Referring expression pointing data:

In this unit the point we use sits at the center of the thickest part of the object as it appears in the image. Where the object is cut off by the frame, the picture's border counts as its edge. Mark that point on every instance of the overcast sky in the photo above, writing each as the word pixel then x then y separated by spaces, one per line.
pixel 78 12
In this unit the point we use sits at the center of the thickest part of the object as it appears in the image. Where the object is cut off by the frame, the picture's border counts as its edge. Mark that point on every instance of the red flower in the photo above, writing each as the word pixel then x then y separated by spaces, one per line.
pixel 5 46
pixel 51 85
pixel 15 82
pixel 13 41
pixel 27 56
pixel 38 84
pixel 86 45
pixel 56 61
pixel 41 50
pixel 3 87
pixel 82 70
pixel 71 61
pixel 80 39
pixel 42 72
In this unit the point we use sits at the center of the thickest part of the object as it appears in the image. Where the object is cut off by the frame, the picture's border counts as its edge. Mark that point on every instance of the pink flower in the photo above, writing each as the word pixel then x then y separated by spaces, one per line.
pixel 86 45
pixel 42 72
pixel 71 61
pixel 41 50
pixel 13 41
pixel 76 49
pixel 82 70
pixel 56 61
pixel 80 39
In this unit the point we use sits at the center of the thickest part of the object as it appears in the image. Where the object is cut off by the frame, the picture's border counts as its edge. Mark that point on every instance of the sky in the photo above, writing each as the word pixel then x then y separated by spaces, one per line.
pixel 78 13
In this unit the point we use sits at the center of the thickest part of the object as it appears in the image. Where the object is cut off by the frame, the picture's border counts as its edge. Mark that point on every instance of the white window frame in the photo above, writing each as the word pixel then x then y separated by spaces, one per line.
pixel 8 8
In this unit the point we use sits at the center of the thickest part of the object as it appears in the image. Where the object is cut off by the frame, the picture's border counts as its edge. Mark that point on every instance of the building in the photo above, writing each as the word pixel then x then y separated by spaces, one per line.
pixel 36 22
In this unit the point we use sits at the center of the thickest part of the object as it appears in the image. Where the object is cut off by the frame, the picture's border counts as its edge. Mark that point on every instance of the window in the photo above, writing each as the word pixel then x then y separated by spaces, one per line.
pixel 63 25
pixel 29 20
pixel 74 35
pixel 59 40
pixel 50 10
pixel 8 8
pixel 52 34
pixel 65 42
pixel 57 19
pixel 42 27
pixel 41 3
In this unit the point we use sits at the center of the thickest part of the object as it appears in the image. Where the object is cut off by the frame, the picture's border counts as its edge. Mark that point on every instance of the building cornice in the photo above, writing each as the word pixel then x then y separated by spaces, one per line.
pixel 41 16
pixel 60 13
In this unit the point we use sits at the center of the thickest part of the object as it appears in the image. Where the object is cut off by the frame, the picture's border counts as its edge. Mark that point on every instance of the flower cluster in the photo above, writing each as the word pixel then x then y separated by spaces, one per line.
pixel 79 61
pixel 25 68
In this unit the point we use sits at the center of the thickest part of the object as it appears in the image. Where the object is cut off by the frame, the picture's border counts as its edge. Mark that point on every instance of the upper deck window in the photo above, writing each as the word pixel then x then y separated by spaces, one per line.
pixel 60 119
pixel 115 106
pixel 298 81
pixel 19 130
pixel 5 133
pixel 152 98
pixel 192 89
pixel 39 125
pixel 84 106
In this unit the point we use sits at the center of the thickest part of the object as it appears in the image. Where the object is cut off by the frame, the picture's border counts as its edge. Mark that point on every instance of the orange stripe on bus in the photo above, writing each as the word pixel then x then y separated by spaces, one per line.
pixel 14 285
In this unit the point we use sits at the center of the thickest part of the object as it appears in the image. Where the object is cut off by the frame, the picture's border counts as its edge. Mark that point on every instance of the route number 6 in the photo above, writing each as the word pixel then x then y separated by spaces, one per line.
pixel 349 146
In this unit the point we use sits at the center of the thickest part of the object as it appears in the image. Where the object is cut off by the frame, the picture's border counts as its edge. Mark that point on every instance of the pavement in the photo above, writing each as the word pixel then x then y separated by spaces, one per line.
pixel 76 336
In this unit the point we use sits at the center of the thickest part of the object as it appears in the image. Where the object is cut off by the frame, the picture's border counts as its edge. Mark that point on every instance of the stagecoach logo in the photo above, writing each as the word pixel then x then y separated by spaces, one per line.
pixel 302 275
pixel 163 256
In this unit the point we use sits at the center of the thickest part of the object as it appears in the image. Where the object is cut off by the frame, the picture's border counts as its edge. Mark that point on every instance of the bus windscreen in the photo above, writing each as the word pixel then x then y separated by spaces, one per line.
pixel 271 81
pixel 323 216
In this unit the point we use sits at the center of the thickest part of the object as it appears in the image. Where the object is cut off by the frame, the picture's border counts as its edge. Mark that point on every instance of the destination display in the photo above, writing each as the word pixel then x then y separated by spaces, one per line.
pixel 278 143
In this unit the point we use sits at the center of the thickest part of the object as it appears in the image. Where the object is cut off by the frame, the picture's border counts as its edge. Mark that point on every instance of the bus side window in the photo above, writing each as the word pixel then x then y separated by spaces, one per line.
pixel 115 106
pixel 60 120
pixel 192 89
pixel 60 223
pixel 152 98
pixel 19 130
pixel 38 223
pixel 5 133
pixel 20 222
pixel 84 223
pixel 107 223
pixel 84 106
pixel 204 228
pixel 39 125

What is being asked: Output every record above a second time, exactly.

Your solution:
In this unit the point we use sits at the center of the thickest part of the object as it appears in the image. Where the object is cut off by the frame, the picture's border counts as its edge. Mark that point on every instance of the overcast sky in the photo above, writing each as the word pixel then x then y separated by spaces, one per line.
pixel 78 12
In this unit the point we use sits at the center of the thickest part of the object as it appears in the image. Where the object is cut off by the frame, the picture's border counts as its edge. Mark that point on every instance of the red flower in the photo above, writing each as the word pixel then x then y separated by spaces, one per line.
pixel 5 46
pixel 51 85
pixel 15 82
pixel 13 41
pixel 27 56
pixel 38 84
pixel 86 45
pixel 56 61
pixel 41 50
pixel 3 87
pixel 82 70
pixel 71 61
pixel 80 39
pixel 42 72
In this unit the point we use sits at the center of the thickest part of the object as it appears in the image. Where the object is cut off by the frame, the picture's border counts as its edge. Mark that point on every instance of the pink flower in the photo above, writing each as the word pixel then x then y separated by spaces, one per line.
pixel 86 45
pixel 42 72
pixel 71 61
pixel 41 50
pixel 13 41
pixel 76 49
pixel 82 70
pixel 56 61
pixel 80 39
In this unit the point we use sits at the center of the thickest part of the object as it appears in the image. Where the object is cut off by the frame, the picture's border counts as its edge. Mark that point on every instance of the sky in the photo above, writing each as the word pixel then x then y separated by spaces, one per line.
pixel 78 13
In this unit the point we use sits at the center of the thickest part of the object as it appears in the image. Where the object is cut off by the frame, the picture's border counts as its edge. Mark that point on every instance of the white window frame in the photo above, writing each as the word pixel then x then y separated by spaces, one per line.
pixel 8 8
In this unit the point we use sits at the center of the thickest part of the object as it appears in the image. Where the object is cut off by the frame, the picture's border counts as its edge. Mark that point on every instance of the building in the photo above, writing each as the word pixel then x then y separated by spaces, one per line.
pixel 36 22
In this unit the point we use sits at the center of the thickest part of the object as it appears in the image. Where the object is cut off by the frame, the picture's border counts as its edge. Mark that point on every instance of the window in the photo above, writing each as the word pixel then x then y separated by spaces, one per line.
pixel 63 25
pixel 29 20
pixel 74 35
pixel 59 40
pixel 50 10
pixel 8 8
pixel 52 34
pixel 65 42
pixel 57 19
pixel 42 27
pixel 41 3
In this unit the point we use sits at the center of the thickest part of the object as it appears in the image. Where the object is cut off by the frame, the picture's border counts as its edge. Mark that point on every instance of the building cornice in the photo above, writing each as the word pixel then x then y separated by spaces, one per line.
pixel 41 16
pixel 60 13
In this unit the point we use sits at the center of the thickest part of the object as it appears in the image. Where the object is cut off by the frame, the picture's border counts as its edge. Mark that point on every instance of the flower cluster in the photo above, writing each as the word pixel then x then y separated by spaces, one per line.
pixel 79 61
pixel 25 68
In this unit the point we use sits at the center of the thickest part of the object as it appears in the image. Where the object is cut off by the frame, the picture's border counts as its edge. Mark that point on every instance of the upper deck window in the photo above, writing each as the word pixel then x then y separated by spaces, one per line.
pixel 60 119
pixel 115 106
pixel 298 81
pixel 19 130
pixel 5 133
pixel 152 98
pixel 192 89
pixel 39 125
pixel 84 106
In this unit the point we use sits at the center of the thickest part of the object as it appears in the image. Where the object is cut off by the frame, the picture's border counts as its edge. Mark that point on every instance of the orange stripe on bus in the photo above, writing each as the word pixel then x then y separated by spaces, one per line.
pixel 14 285
In this unit the point we use sits at the center of the thickest part of the object as it appears in the image. Where the object is cut off by the frame, the picture's border counts as its edge. Mark that point on every instance of the route number 6 in the photo above, writing each as the word pixel then x then y separated by spaces, one per line.
pixel 349 146
In this unit the point we use sits at the center of the thickest part of the object as it appears in the image. Where the object is cut off by the frame, the picture's border counts as its edge. Mark that point on every instance of the pavement in the photo above, writing each as the word pixel then x then y separated by spaces, one per line.
pixel 76 336
In this unit the point we use sits at the center of the thickest part of the object as it appears in the image. Where the object is cut off by the frame, the picture's border counts as its edge. Mark that point on every instance of the stagecoach logo in the photo above, writing each as the word pixel then x then y separated by spaces, one per line.
pixel 302 275
pixel 163 256
In this unit the point we use sits at the center of the thickest part of the object as it appears in the image. Where the object is cut off by the frame, the picture's border counts as its edge. Mark that point on every instance of the bus windscreen in the photo above, writing each as the word pixel then x then y separated by spaces, one per line.
pixel 271 81
pixel 323 216
In this unit the point we use sits at the center of the thickest part of the object as it appears in the image. Where the object is cut off by the frame, the picture's border counts as its edge. Mark that point on every instance of the destination display in the photo above, writing each as the word pixel then x then y separated by spaces, one per line.
pixel 278 143
In this unit the point we use sits at the center of the thickest part of the object as it appears in the image. Where the object is cut off by the frame, the picture's border counts as its edge. Mark that point on every instance of the bus side window in the photo above, writing each as the word pixel then x then y separated by spaces, one per line.
pixel 115 106
pixel 60 120
pixel 192 89
pixel 60 223
pixel 152 98
pixel 19 130
pixel 38 223
pixel 5 133
pixel 20 222
pixel 84 223
pixel 107 223
pixel 84 106
pixel 204 228
pixel 39 125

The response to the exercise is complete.